• _TASK TO CARRY OUT_: Can you reproduce every one of the lines below word for word, keeping them in the same order?

━━ SUPPLIED DATA ━━

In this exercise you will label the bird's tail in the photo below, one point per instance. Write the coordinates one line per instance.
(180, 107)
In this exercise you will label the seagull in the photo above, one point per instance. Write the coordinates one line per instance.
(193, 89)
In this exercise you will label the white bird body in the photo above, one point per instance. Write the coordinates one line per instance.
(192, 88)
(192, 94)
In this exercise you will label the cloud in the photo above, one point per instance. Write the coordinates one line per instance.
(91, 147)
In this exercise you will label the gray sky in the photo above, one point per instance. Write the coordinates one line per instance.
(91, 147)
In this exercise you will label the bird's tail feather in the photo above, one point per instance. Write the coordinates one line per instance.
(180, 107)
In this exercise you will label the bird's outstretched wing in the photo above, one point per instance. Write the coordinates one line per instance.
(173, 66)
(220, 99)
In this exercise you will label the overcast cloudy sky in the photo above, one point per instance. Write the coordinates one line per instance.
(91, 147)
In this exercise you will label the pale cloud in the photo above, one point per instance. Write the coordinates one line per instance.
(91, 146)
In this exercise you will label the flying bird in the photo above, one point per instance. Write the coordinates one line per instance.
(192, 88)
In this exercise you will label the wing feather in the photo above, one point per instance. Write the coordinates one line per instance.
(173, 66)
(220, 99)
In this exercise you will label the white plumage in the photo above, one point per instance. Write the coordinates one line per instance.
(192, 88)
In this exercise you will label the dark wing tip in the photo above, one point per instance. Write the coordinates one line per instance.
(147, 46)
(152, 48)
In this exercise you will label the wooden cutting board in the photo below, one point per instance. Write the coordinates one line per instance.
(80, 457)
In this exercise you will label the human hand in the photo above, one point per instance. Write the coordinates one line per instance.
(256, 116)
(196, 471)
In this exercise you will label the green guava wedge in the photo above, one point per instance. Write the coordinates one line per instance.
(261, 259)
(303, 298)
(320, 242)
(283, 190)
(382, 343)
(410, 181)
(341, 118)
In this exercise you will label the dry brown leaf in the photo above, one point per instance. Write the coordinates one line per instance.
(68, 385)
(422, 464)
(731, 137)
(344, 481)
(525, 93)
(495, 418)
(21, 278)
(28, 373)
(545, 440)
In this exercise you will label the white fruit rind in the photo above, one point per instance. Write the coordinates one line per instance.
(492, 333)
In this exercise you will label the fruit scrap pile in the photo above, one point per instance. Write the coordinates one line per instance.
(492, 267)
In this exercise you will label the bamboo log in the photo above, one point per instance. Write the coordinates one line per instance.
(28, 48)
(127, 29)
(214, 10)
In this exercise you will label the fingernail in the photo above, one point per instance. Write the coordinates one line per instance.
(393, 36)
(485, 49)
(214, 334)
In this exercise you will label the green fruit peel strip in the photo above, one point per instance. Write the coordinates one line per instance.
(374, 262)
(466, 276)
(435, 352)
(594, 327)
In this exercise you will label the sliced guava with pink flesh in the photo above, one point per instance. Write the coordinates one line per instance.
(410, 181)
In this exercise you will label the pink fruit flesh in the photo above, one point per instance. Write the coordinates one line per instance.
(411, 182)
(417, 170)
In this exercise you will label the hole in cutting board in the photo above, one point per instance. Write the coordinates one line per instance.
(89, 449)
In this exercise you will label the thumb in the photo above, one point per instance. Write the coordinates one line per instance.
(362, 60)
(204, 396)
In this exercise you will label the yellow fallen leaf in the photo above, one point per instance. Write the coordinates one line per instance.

━━━

• _EXERCISE OUTPUT_:
In this exercise you will label the bird's tail in the photo below, one point per instance. Write the coordinates one line per instance.
(180, 107)
In this exercise you will label the seagull in the photo above, one point per instance. Write the coordinates one line per instance.
(193, 89)
In this exercise you will label the white bird body in the photo above, one point per instance. Write the coordinates one line per instance.
(192, 88)
(192, 94)
In this exercise you will label the cloud in the photo above, one point per instance. Write the coordinates one line per instance.
(91, 147)
In this exercise you will label the gray sky in the photo above, one point per instance. Write the coordinates one line per instance.
(91, 147)
In this exercise you will label the bird's tail feather in the photo above, one point per instance. Write the coordinates one line per instance.
(180, 107)
In this exercise you will label the bird's outstretched wing in the photo above, one point per instance. Write the coordinates one line per instance.
(173, 66)
(220, 99)
In this exercise you will label the overcast cloudy sky in the photo above, one point per instance. Write the coordinates one line per instance.
(91, 147)
In this exercise you will label the pale cloud in the photo above, one point per instance. Write the coordinates one line per instance.
(91, 146)
In this exercise you will label the flying bird in the photo above, one point per instance. Write the coordinates one line per instance.
(192, 88)
In this exercise you will label the wing feather in the photo above, one point per instance. Write the coordinates one line per instance.
(173, 66)
(220, 99)
In this exercise you will label the white plumage in the photo above, one point per instance. Write the coordinates one line per instance.
(192, 88)
In this exercise you will label the dark wing tip in the photo above, one point per instance. Write the coordinates one line per instance.
(147, 46)
(152, 48)
In this exercise you will label the wooden cutting board in the photo below, one point per instance. Write the coordinates one line per instance.
(80, 457)
In this exercise you will label the human hand in the photo above, one point per instance. Write the coordinates one line per instance.
(256, 116)
(196, 471)
In this exercise you will label the green guava wedge in the photo above, one point per instance. Write the coordinates one line per instance.
(261, 259)
(303, 298)
(320, 242)
(283, 190)
(382, 343)
(410, 181)
(341, 118)
In this exercise you will label the dry brown leaf in the photo above, one point per instance. Write the coordinates one line per instance.
(68, 385)
(422, 464)
(731, 137)
(344, 481)
(525, 93)
(495, 418)
(21, 278)
(28, 373)
(545, 440)
In this exercise you will label the white fruit rind in the photo above, one point per instance. Write the coordinates one line per instance.
(492, 333)
In this exercise you will label the fruit scrap pile in the photo above, one point per instance. Write the coordinates one line per instance.
(492, 267)
In this exercise you will label the bamboo log in the photo above, one point per instance. Write the coordinates one line per instance.
(28, 48)
(127, 29)
(214, 10)
In this exercise you will label the fingernail in the photo above, one point per instance. Write the coordinates one line per instance.
(393, 36)
(485, 49)
(214, 334)
In this exercise you will label the green fruit peel strip in the photo above, one point per instance. Write the coordinates one line per instance.
(374, 262)
(466, 276)
(435, 352)
(594, 327)
In this exercise you will label the sliced guava with pink flesh in the photo above, one point per instance. Write the coordinates one line per instance.
(410, 181)
In this exercise you will label the pink fruit flesh in the photo above, one point per instance. Write the coordinates one line per instance.
(411, 182)
(417, 170)
In this exercise you will label the hole in cutting board in the photo above, one point per instance. Write the coordinates one line per instance.
(89, 449)
In this exercise you will label the thumb in the photo above, one point per instance. Write the coordinates one line per instance.
(362, 60)
(204, 396)
In this exercise you will label the yellow fallen leaf in the photo above, one point per instance. Write the coordinates one line per instance.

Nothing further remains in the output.